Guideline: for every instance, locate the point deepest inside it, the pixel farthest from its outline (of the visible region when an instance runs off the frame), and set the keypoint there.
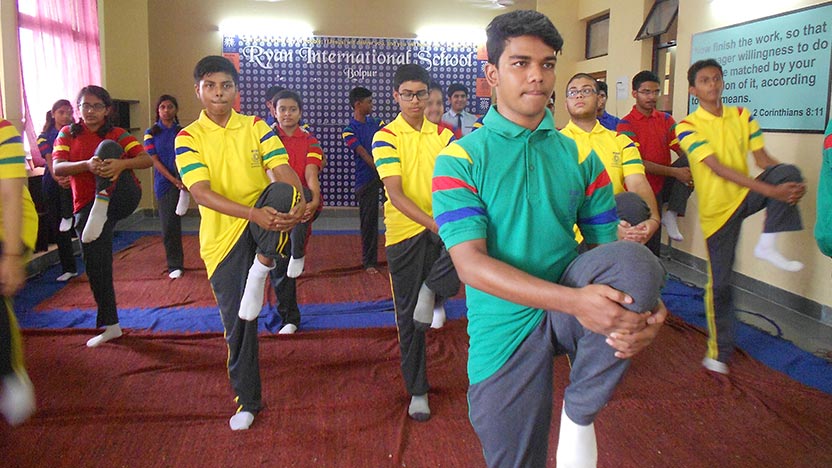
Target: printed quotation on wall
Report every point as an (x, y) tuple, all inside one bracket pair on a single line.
[(323, 70), (776, 66)]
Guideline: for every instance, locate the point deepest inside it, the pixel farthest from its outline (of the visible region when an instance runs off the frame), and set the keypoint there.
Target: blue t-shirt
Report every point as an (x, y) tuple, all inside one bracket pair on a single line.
[(162, 146), (361, 134)]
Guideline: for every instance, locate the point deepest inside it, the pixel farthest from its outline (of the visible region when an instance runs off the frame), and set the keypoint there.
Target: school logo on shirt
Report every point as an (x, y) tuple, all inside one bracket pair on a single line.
[(256, 161)]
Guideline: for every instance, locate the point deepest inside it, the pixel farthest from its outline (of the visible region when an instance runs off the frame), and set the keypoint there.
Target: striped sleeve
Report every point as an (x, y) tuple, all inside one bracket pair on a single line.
[(149, 143), (131, 146), (671, 133), (386, 153), (315, 156), (457, 206), (189, 160), (274, 154), (349, 138), (755, 134), (692, 143), (12, 156), (631, 162), (597, 218)]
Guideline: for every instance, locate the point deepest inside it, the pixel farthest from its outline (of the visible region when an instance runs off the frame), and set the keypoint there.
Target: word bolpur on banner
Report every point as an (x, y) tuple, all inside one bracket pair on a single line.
[(323, 70), (778, 67)]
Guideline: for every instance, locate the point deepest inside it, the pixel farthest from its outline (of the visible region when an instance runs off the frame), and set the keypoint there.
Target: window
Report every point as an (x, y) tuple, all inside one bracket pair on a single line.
[(597, 36), (59, 55)]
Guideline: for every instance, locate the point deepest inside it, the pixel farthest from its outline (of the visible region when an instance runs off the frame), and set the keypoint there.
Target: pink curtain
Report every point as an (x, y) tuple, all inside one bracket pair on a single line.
[(59, 55)]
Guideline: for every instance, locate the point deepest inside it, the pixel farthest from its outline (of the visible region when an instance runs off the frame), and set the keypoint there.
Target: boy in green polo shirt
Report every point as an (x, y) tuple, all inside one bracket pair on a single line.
[(421, 272), (223, 158), (506, 198)]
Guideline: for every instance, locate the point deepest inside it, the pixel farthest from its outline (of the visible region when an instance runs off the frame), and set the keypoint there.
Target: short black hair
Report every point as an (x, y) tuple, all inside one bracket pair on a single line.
[(410, 72), (215, 64), (699, 65), (519, 23), (287, 94), (644, 76), (457, 87), (587, 76), (272, 92), (358, 93)]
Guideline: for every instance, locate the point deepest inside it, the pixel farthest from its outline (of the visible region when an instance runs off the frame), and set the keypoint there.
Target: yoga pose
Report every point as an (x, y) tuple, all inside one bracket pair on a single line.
[(100, 158)]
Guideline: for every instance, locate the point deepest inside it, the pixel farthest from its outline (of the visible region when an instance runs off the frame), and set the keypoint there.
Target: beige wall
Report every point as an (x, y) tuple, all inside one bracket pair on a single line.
[(153, 49)]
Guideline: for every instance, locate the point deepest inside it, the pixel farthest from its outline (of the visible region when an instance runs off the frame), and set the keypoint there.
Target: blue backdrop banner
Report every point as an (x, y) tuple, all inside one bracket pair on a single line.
[(323, 70)]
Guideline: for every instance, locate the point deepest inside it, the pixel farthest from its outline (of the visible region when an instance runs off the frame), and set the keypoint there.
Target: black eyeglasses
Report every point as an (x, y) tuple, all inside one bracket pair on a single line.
[(420, 95)]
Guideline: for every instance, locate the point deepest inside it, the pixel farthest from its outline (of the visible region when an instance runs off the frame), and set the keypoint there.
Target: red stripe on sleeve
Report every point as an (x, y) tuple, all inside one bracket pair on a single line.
[(449, 183), (602, 180)]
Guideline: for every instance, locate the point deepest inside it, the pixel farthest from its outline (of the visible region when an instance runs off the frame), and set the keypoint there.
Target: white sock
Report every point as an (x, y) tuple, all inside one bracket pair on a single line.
[(766, 249), (669, 220), (252, 301), (423, 313), (184, 203), (295, 267), (110, 332), (241, 421), (66, 224), (439, 316), (97, 218), (18, 401), (419, 409), (577, 446)]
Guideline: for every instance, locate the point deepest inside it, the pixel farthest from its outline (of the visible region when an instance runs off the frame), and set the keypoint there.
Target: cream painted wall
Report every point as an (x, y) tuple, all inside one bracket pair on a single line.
[(800, 149)]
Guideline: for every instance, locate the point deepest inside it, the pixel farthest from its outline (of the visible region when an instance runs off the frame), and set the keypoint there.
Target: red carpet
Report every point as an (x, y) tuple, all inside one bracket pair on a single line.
[(333, 274), (335, 399)]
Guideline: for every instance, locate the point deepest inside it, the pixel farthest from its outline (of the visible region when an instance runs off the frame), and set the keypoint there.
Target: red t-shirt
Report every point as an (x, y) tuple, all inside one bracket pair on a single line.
[(81, 148), (655, 136)]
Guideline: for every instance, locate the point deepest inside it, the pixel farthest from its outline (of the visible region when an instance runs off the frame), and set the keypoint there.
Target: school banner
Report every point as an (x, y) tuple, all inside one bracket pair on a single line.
[(323, 70), (778, 67)]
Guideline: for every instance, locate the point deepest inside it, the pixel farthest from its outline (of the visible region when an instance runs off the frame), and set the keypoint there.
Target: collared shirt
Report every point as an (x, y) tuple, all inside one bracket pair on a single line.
[(609, 121), (234, 159), (81, 148), (13, 166), (729, 138), (468, 120), (401, 150), (357, 134), (303, 149), (522, 191), (618, 153), (655, 136), (161, 145)]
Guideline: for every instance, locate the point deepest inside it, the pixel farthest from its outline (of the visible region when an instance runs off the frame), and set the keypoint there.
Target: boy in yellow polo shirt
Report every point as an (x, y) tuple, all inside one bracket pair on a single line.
[(18, 231), (634, 200), (421, 271), (717, 140), (223, 158)]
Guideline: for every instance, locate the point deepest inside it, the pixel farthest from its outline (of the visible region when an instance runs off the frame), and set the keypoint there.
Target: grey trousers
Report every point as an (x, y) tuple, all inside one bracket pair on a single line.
[(511, 410)]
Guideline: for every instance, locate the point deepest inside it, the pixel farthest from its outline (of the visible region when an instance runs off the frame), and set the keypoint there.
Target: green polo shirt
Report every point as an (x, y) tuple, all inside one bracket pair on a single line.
[(522, 191)]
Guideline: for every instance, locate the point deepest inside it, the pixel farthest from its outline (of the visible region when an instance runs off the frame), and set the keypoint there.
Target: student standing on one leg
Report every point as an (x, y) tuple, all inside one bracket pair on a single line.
[(506, 199), (655, 134), (717, 140), (56, 192), (421, 272), (306, 159), (223, 158), (358, 136), (170, 192), (100, 159), (18, 231), (635, 202)]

* _Exercise brief_
Could you reproduce every record above exactly, leaving out the pictures?

* _Solved problem_
Guideline: for every instance, locate the point deepest inside it, the pixel farthest from its outline (of the visible region when an instance runs off the frame), and set the keypoint there.
Target: printed quotation on wall
Report every point as an (x, y) tuple, all inside one bracket pair on a single line.
[(323, 70), (776, 66)]
Guideline: for every instance, locate the point deepest inside it, the pixel farthest from its outline (of the visible region when an instance runs off the frame), and set the keypoint there.
Target: blue t-shirt
Report every point as an (x, y) tuple, all inside one bracket pair on a single line.
[(162, 146), (361, 134)]
Guideline: for every instance, locate the point deepest inside it, the pixel farthest from its outline (of the visible region when an instance runs off the frame), and set the keypoint there.
Target: school logo on shirt
Report every point as an (x, y) tuple, all inside one bracket pair on a single line.
[(256, 161)]
Guideline: for every instance, locate the point deepest inside it, the pixel farthest from its outline (of the visible region when an instance runs off the frame), and set the keypoint there.
Target: striped sleeve
Report every point as an (x, y) tuple, all inside one bracket pair on a single line.
[(149, 143), (131, 146), (671, 133), (386, 153), (315, 156), (457, 206), (189, 160), (274, 154), (349, 138), (755, 134), (692, 143), (12, 156), (631, 162), (597, 218)]
Guideline: for every instance, locate the point deepest inside it, the pixel farthest from its outline (of the visible region when an instance runs off the frame), and set the keypoint there.
Target: word bolpur on banner
Report every point as an (x, y) tuple, all inside one bracket pair on a single line.
[(323, 70), (778, 67)]
Guideline: for every instance, locate the point deepest inside it, the pixel farthest from its outline (of the visible region when an instance runs off the frame), and set the keypoint there.
Target: window
Report every point as an (x, y) tuple, all inside one bracket pair on a single line.
[(597, 36), (59, 55)]
Guideline: for every instance, locate the point deepest inside it, the pixel farthest from its outline (of the visible region when an instance runs off the frame), and set the keypoint there.
Target: pink curtain
Report every point as an (x, y) tuple, all inside one bracket pair on a single line.
[(59, 55)]
Guideline: for every instance, locate the point deepest inside it, the pixel farthest from its outline (of the visible region when an instance runs off the frame), and set the keypoint there.
Target: boy in green polo shirt
Report every point as an (x, y) tuple, all inside one bracket pair on a single line.
[(421, 272), (223, 158), (506, 198)]
Guideline: for every instance, locate the point deepest inside it, the pixel farthest from its outline (of the visible region when an instance runs off the frame), and set the keypoint there.
Target: short black hair
Report every point as an (x, y) tuple, all inside one bracket pair on a single line.
[(410, 72), (215, 64), (699, 65), (519, 23), (287, 94), (644, 76), (457, 87), (587, 76), (272, 92), (358, 93)]
Guideline: for every instance, locate the point deepest inside it, the pixel farthest from its outline (of the visible region when an instance runs off the frame), and set the keypoint there.
Target: yoga pose
Report every point as an (x, y) tuple, all inside one bracket pair on a single line.
[(100, 158)]
Guideline: for every instance, locate the point deepest inside it, the pixel farthest from its outline (of the visible region when an instance runs off the frame), and set the keypoint there.
Target: beige wall
Report every point as an (x, y) tuple, all inside one bracket pair on a single line.
[(153, 49)]
Guideline: for every instance, locate the point deepest inside it, the pixel farthest from its outline (of the visible region when an instance runs off the frame), and set the keypoint there.
Target: blue backdrop banner
Report every point as an (x, y) tuple, all inside one bracket pair on a single line.
[(323, 70)]
Guideline: for every instance, locate the point deepest inside it, the pixel farthest from its outline (of the visible region when an instance runs off the frame), and set the keypoint there.
Target: black eyeglasses
Report every point as an (x, y) tuple, all inside one bracket pair on a single line.
[(420, 95)]
Guideline: for every instance, locate the point deepest inside it, the pixel farthest from its outline (of the visible region when an instance runs off the frame), and set the keypoint there.
Target: red stripe on sleeve
Report every point as an (x, y) tuple, all inside one bracket pair on a single line.
[(449, 183), (602, 180)]
Guideline: for every instance, locate the point deepest inside it, the pixel farthest from its outline (of the visible region when an instance runs off the frame), and set the keypoint there.
Target: white sock
Report every point as an (x, y) tuple, all inside one bracket pair on a single line.
[(766, 249), (669, 220), (252, 301), (423, 313), (184, 203), (295, 267), (110, 332), (241, 421), (66, 224), (439, 316), (97, 218), (18, 401), (419, 409), (577, 446)]
Guideline: for every instance, locate the point deepest inside it, the pixel farthest from its outline (of the visible region when an instance runs off the frame), and set the keypoint there.
Target: cream painted wall
Report every point as an (x, y) tuple, all inside one bracket pair on a single line.
[(800, 149)]
Guideline: for every instance, locate the point deepest inside it, the pixel farthest from its outline (of the visible region when an instance runs off the frame), and set the keypoint there.
Target: red carpet
Report every point as an (x, y) tuple, all inside one bracket pair on a single line.
[(333, 274), (335, 399)]
Guideline: for every instance, locate the point deepest inside it, the pixel farthest from its outline (of the visible region when an instance runs off the frame), and set the keypoint there.
Target: red t-shirt
Report every point as an (x, y) tuple, all inside one bracket pair on a single line.
[(81, 148), (655, 136)]
Guideline: for every instance, locate the point deepest inside it, the pixel farthest from its outline (of the visible region when an instance runs off the frame), and set the keypoint there.
Target: school banner
Report every point as an (x, y) tuple, all inside one bracket pair on a single line.
[(323, 70), (778, 67)]
Guideline: for every instance, locate the point deepest inside it, the pixel farthest from its outline (of the visible region when an instance runs off the frame), and set the keypoint there.
Target: collared shirt
Report every point as an (x, y) tuple, all inside one bracket pair on a single line.
[(609, 121), (234, 159), (81, 148), (13, 166), (729, 138), (468, 120), (401, 150), (357, 134), (303, 149), (522, 191), (618, 153), (655, 136), (161, 145)]
Guideline: for every instance, locate the point deepest inside it, the pixel farthest from its outline (of the visible region when an instance runs off the frame), and set the keypoint there.
Target: boy in yellow polo shirt
Report every point as an (x, y) tuple, all inside one bracket pair on a single line.
[(18, 231), (634, 200), (421, 271), (717, 140), (223, 158)]
Guideline: for every instance, locate the point deepest inside it, the pixel farthest from its outline (of the visible region when an instance runs off the frame), and set the keypoint there.
Target: grey trousers
Report every point as an (x, y) tuple, all inside one bracket pair on a single line.
[(511, 410)]
Guideline: for every instance, locate the point deepest inside it, the pixel farthest from its outline (of the visible region when an instance runs off the frame), and set the keypoint there.
Target: green polo shirt
Report every point as an (x, y) tuple, all inside one bracket pair on a single line.
[(522, 191)]
Guideline: for every instance, locate the point deepest inside it, the pixel farthest from its outline (of the visible region when an instance runs off the frame), and set the keypoint there.
Target: student standing on one leg
Report every point as an (x, y) tuple, all inside one bracket pair on a single line.
[(506, 199), (655, 134), (717, 140), (56, 192), (421, 272), (306, 159), (223, 158), (358, 136), (170, 192), (100, 159), (18, 231), (635, 202)]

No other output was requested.